_AUFGABENSTELLUNG_: Gib aus dem Text über Subventionen unten den Abschnitt wörtlich wieder, der mit den Worten „Eine der schönsten“ einsetzt und mit „Milliarden gesparte Euro.“ schließt.

_AUSGEWÄHLTER AUSZUG_:
-------

Eine differenzierte Betrachtung des Themas Subventionen

Albrecht Müller
Ein Artikel von:

Der Text zum Thema Subventionen in meinem Buch „Die Reformlüge“ ist immer noch aktuell; das zeigen neuerliche Äußerungen unseres Bundespräsidenten. Deshalb hier der Text über Denkfehler 38: »Subventionen sind unsozial.«

Denkfehler 38:
»Subventionen sind unsozial.«

Variationen zum Thema:
»Wir leben in einem Subventionsdickicht.«
»Subventionen radikal streichen.«

Eine der schönsten Zumutungen unserer Meinungsmacher lief mir Ende 2003 über den Weg. Da schaute uns aus einer etwa halbseitigen Zeitungsanzeige der Markenartikelproduzent Randolf Rodenstock an – übrigens ein Kuratoriumsmitglied der Initiative Neue Soziale Marktwirtschaft. »Subventionen sind unsozial«, ließ uns der erfolgreiche Unternehmer aus München per Schlagzeile wissen. Im Text selbst erfuhren wir dann, dass Subventionen den Strukturwandel verzögern, dass bei uns jährlich 156 Milliarden Euro an Subventionen gezahlt werden und dass Rodenstock innerhalb von drei Jahren 50 Prozent davon pauschal kürzen will, das macht 78 Milliarden gesparte Euro.

-------

(Einträge zum Zeigen auf benannte Objekte)
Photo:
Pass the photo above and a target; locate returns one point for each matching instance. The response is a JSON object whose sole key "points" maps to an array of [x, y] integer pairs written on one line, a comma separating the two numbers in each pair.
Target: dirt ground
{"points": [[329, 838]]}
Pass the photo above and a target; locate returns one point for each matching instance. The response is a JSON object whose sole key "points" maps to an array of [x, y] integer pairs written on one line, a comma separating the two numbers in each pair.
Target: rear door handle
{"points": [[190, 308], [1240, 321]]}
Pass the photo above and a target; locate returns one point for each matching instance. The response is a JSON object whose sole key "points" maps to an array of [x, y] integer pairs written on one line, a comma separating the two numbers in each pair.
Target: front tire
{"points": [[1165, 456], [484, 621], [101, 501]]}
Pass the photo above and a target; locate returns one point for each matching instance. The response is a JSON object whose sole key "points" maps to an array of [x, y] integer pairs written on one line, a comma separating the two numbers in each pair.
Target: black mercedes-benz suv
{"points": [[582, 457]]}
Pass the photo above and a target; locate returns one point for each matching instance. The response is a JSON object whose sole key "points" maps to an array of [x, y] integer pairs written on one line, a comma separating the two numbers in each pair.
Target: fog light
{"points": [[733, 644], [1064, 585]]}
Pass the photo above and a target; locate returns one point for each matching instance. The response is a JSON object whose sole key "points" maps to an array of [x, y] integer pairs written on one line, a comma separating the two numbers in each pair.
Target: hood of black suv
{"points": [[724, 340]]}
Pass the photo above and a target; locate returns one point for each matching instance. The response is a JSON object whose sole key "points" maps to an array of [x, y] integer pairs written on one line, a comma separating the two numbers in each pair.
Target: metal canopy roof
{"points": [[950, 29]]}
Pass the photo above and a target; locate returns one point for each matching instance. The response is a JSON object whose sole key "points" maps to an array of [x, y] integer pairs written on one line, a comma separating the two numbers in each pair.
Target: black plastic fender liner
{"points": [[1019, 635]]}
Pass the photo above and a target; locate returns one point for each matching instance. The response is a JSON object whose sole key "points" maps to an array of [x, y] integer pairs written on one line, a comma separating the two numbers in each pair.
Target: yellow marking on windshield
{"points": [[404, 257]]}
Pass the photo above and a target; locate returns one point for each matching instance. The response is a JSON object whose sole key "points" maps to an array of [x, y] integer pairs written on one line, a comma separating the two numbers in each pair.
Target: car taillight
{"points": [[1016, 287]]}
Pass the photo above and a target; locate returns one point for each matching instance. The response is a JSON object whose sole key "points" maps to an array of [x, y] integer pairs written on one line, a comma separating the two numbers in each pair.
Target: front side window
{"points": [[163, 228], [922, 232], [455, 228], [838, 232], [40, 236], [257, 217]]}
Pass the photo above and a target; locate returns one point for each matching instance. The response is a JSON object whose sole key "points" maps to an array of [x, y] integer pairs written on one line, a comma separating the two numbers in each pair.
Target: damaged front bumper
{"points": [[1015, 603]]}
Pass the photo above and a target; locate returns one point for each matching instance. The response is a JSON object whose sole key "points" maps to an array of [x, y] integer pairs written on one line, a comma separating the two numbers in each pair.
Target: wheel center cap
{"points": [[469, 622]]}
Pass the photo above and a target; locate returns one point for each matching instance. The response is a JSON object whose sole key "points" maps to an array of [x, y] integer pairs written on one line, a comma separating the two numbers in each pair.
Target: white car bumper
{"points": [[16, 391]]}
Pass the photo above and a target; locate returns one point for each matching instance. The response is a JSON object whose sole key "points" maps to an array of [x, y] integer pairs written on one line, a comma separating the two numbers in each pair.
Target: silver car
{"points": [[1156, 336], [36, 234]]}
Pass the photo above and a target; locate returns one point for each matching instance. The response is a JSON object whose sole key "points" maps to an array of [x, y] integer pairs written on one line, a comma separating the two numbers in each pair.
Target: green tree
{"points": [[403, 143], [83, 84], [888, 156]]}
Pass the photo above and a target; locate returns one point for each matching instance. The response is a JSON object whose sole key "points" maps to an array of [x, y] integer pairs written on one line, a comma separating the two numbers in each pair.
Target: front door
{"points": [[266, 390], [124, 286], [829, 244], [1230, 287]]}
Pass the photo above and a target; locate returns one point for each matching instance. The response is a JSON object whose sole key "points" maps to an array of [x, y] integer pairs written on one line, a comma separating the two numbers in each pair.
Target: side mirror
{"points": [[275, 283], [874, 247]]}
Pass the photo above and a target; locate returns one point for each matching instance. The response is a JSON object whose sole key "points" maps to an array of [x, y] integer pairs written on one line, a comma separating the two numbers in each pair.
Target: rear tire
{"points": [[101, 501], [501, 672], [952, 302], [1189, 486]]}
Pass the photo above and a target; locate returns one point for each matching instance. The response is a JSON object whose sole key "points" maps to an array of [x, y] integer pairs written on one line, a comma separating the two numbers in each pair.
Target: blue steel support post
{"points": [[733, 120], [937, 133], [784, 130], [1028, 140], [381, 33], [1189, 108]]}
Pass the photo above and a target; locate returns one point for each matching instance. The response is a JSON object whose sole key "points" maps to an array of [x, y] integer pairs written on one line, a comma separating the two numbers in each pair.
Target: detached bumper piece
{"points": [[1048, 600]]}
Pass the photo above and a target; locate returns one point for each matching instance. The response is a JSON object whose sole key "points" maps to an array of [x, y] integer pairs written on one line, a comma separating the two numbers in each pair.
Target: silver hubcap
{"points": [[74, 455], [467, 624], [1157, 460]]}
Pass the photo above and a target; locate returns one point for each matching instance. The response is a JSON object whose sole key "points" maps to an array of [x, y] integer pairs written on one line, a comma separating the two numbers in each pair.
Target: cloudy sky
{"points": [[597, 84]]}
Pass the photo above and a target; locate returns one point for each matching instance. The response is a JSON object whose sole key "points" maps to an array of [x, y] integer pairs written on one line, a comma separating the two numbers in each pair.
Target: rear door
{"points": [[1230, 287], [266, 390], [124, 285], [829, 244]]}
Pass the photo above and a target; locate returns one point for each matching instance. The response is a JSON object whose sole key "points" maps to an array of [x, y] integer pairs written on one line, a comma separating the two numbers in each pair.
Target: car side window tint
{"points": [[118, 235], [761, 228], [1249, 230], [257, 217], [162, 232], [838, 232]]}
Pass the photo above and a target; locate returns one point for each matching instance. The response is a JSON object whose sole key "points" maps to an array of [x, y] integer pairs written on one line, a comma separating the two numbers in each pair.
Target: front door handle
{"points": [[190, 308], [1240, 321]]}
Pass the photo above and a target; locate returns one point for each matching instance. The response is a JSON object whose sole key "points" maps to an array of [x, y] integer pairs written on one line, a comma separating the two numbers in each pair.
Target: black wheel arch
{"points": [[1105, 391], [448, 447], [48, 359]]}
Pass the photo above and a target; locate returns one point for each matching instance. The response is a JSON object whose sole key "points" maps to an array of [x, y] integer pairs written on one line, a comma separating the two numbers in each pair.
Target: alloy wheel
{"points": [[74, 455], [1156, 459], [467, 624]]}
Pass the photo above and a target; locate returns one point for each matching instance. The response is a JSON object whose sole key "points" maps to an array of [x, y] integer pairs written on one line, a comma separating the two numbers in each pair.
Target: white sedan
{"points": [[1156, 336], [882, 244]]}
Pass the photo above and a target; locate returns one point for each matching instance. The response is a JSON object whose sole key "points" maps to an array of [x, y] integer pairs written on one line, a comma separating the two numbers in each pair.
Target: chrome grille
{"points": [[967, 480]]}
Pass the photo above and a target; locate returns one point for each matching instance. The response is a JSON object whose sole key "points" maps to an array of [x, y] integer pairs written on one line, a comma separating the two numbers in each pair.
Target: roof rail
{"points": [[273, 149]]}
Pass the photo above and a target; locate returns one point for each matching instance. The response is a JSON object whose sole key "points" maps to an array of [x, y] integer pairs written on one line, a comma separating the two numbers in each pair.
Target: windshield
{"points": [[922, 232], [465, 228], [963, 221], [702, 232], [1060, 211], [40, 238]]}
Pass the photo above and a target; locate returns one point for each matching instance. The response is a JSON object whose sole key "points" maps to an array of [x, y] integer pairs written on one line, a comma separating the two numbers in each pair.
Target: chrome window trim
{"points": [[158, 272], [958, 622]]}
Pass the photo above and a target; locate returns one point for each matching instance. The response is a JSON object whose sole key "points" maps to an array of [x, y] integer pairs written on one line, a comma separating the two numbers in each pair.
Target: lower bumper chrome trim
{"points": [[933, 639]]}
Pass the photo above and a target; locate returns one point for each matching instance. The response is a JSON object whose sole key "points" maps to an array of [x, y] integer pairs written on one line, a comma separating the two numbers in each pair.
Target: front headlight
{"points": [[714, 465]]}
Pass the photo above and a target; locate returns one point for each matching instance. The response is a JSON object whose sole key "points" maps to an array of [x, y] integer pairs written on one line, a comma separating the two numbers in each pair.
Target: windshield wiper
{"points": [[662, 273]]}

-------

_LÖSUNG DER AUFGABE_:
Eine der schönsten Zumutungen unserer Meinungsmacher lief mir Ende 2003 über den Weg. Da schaute uns aus einer etwa halbseitigen Zeitungsanzeige der Markenartikelproduzent Randolf Rodenstock an – übrigens ein Kuratoriumsmitglied der Initiative Neue Soziale Marktwirtschaft. »Subventionen sind unsozial«, ließ uns der erfolgreiche Unternehmer aus München per Schlagzeile wissen. Im Text selbst erfuhren wir dann, dass Subventionen den Strukturwandel verzögern, dass bei uns jährlich 156 Milliarden Euro an Subventionen gezahlt werden und dass Rodenstock innerhalb von drei Jahren 50 Prozent davon pauschal kürzen will, das macht 78 Milliarden gesparte Euro.